- [EXERCISE INSTRUCTIONS]: Copy out word for word the records from the line with "Annotation guideline v3.1 — Label: crown" up to and including the line with "353, 304, 414]]".

- [WORKING DATA]:
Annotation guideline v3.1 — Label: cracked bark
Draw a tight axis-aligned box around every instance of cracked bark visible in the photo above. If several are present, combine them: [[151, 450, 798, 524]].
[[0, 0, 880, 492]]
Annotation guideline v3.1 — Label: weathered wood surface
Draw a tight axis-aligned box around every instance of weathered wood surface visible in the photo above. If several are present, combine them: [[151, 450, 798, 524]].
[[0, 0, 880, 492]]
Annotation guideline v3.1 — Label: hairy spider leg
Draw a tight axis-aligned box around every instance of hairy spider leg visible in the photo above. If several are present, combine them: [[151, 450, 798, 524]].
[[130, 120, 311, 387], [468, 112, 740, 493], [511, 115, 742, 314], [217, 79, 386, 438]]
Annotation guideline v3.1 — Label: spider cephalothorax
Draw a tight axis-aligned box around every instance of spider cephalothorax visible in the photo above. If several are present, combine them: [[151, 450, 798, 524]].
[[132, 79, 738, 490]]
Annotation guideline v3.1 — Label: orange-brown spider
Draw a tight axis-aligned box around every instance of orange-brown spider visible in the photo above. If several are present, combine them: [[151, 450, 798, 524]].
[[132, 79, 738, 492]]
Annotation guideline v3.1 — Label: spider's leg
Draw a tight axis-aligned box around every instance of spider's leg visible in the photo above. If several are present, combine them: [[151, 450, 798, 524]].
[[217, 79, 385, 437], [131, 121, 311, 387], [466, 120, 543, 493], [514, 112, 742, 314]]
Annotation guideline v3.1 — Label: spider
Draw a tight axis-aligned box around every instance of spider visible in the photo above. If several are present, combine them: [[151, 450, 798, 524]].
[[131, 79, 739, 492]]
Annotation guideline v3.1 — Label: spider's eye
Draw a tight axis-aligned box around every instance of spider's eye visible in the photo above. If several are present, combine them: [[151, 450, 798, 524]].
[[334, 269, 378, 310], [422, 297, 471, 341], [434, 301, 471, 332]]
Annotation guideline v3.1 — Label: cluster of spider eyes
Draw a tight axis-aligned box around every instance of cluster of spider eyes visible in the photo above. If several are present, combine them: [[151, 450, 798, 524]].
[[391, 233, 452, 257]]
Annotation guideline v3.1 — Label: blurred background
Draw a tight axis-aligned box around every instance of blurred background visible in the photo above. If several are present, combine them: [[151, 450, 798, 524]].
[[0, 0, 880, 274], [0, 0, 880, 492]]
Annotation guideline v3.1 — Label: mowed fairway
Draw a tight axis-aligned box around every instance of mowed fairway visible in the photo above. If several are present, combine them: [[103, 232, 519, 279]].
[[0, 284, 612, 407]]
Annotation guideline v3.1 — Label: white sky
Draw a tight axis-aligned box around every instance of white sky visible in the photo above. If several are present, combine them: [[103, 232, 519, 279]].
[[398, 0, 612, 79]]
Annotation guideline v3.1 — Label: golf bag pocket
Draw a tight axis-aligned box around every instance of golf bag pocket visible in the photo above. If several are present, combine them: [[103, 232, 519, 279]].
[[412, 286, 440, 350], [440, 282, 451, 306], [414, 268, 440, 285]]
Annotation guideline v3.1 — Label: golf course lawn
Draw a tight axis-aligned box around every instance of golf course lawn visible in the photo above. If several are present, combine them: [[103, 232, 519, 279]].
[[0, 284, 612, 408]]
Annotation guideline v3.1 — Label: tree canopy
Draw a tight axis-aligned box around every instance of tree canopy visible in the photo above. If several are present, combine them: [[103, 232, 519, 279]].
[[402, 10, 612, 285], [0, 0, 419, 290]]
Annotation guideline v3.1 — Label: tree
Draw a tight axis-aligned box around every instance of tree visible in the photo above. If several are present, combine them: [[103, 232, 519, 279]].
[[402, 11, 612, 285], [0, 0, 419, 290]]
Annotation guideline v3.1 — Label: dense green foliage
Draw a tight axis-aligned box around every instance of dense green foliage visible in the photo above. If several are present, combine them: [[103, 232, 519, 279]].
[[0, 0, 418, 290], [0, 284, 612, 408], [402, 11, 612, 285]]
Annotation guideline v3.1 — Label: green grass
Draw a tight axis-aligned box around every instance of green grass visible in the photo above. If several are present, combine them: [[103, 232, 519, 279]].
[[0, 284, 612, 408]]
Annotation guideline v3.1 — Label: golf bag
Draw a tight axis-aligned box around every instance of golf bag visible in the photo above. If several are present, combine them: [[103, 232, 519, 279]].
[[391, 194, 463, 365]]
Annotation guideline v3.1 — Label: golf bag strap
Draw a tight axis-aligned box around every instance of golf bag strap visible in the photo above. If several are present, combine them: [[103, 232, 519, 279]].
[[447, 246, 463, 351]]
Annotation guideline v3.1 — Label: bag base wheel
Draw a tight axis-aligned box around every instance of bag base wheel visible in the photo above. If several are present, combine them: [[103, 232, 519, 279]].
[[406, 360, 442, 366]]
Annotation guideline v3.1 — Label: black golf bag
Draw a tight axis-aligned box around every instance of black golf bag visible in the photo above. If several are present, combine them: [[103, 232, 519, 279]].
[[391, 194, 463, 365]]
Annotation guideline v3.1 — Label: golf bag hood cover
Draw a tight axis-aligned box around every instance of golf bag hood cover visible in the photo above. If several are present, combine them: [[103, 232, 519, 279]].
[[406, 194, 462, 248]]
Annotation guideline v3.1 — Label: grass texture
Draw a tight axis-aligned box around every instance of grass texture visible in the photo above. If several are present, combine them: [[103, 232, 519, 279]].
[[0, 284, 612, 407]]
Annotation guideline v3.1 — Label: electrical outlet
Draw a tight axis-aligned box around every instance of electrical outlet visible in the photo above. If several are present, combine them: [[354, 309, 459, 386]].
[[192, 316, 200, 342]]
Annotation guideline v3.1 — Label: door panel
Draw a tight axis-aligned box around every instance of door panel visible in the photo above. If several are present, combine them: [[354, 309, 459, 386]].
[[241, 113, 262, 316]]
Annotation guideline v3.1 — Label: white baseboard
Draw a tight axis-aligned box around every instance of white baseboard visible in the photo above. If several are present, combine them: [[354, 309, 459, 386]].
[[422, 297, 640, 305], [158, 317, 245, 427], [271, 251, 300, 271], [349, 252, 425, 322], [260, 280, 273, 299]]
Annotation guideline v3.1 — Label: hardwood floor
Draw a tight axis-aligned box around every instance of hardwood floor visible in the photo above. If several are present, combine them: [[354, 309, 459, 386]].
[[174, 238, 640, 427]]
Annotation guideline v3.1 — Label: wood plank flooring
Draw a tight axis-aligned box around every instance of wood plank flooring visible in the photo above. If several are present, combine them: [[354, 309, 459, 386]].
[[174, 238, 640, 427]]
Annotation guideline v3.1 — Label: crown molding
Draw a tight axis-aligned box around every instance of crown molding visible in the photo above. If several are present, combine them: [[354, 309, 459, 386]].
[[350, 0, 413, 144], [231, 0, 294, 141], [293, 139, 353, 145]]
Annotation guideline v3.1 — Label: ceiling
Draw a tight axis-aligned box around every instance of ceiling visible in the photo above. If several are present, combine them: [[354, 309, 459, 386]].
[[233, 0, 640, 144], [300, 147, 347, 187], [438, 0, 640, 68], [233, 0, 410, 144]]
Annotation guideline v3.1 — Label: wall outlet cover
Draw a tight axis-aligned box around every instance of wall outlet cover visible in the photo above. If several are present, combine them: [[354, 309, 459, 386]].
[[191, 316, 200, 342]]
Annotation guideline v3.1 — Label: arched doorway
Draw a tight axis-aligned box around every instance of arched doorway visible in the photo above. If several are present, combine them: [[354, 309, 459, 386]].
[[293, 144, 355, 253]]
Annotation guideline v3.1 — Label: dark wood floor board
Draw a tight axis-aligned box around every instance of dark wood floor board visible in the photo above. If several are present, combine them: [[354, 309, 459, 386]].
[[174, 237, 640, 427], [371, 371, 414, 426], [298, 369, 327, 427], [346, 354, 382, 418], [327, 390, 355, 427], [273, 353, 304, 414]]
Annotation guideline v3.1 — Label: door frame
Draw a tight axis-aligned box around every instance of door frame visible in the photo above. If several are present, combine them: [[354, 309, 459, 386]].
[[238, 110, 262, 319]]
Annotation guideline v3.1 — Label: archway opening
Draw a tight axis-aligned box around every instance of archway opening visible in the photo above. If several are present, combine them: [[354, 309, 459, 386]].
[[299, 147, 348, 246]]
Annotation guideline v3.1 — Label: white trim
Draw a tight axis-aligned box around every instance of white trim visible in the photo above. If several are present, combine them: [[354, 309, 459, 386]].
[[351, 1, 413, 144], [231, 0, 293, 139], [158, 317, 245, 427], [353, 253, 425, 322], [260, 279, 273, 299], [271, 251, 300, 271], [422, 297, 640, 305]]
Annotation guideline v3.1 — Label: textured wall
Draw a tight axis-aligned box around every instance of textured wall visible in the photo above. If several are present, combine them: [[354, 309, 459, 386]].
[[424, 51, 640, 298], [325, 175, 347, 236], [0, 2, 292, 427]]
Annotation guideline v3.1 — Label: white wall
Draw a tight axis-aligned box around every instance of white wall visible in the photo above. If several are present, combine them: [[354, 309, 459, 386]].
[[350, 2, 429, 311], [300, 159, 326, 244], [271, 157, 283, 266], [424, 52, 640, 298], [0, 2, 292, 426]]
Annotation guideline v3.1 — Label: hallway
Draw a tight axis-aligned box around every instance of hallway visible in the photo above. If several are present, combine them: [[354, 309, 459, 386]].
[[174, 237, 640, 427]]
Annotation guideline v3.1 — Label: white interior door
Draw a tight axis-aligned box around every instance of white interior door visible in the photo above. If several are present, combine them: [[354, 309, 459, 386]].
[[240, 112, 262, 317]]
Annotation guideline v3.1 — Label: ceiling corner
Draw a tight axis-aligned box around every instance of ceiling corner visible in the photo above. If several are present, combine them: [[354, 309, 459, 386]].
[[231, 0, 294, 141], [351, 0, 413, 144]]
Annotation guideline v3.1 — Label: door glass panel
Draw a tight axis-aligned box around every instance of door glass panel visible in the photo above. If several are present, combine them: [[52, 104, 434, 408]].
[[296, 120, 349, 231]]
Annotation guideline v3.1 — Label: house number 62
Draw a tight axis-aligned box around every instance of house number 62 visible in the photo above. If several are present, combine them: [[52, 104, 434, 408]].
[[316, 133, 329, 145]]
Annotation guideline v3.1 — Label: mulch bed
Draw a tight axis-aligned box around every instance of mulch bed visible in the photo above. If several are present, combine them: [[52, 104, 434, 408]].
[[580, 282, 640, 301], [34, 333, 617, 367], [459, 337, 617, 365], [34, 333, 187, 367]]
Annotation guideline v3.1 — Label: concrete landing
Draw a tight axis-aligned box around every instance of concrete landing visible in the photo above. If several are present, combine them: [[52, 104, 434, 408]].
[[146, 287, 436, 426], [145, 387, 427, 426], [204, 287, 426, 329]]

- [RESPONSE]:
Annotation guideline v3.1 — Label: crown molding
Draw a tight axis-aligned box around every instance of crown molding visible in the photo above. If several are present, combine them: [[354, 309, 459, 386]].
[[350, 0, 413, 144], [231, 0, 294, 141], [293, 139, 353, 145]]
Annotation guideline v3.1 — Label: ceiling
Draw a tight axis-aligned box around every instance of ceiling visible in the photo above. If several are present, combine them: [[354, 309, 459, 386]].
[[233, 0, 640, 144], [300, 147, 347, 187], [438, 0, 640, 68], [233, 0, 410, 144]]
Annotation guideline v3.1 — Label: wall outlet cover
Draw a tight axis-aligned box around every instance of wall outlet cover visible in the photo above. If several are present, combine them: [[354, 309, 459, 386]].
[[191, 316, 200, 342]]
Annotation guideline v3.1 — Label: arched doorway
Draw a tight axis-aligned box around every instance of arched doorway visible in the photo above. If several are present, combine them: [[354, 309, 459, 386]].
[[293, 144, 355, 253]]
Annotation guideline v3.1 — Label: dark wood floor board
Draw a tight axis-aligned box around every instance of dark wood floor board visible in the photo above. If several are present, combine them: [[354, 309, 459, 386]].
[[174, 237, 640, 427], [371, 371, 414, 426], [298, 369, 327, 427], [346, 354, 382, 418], [327, 390, 355, 427], [273, 353, 304, 414]]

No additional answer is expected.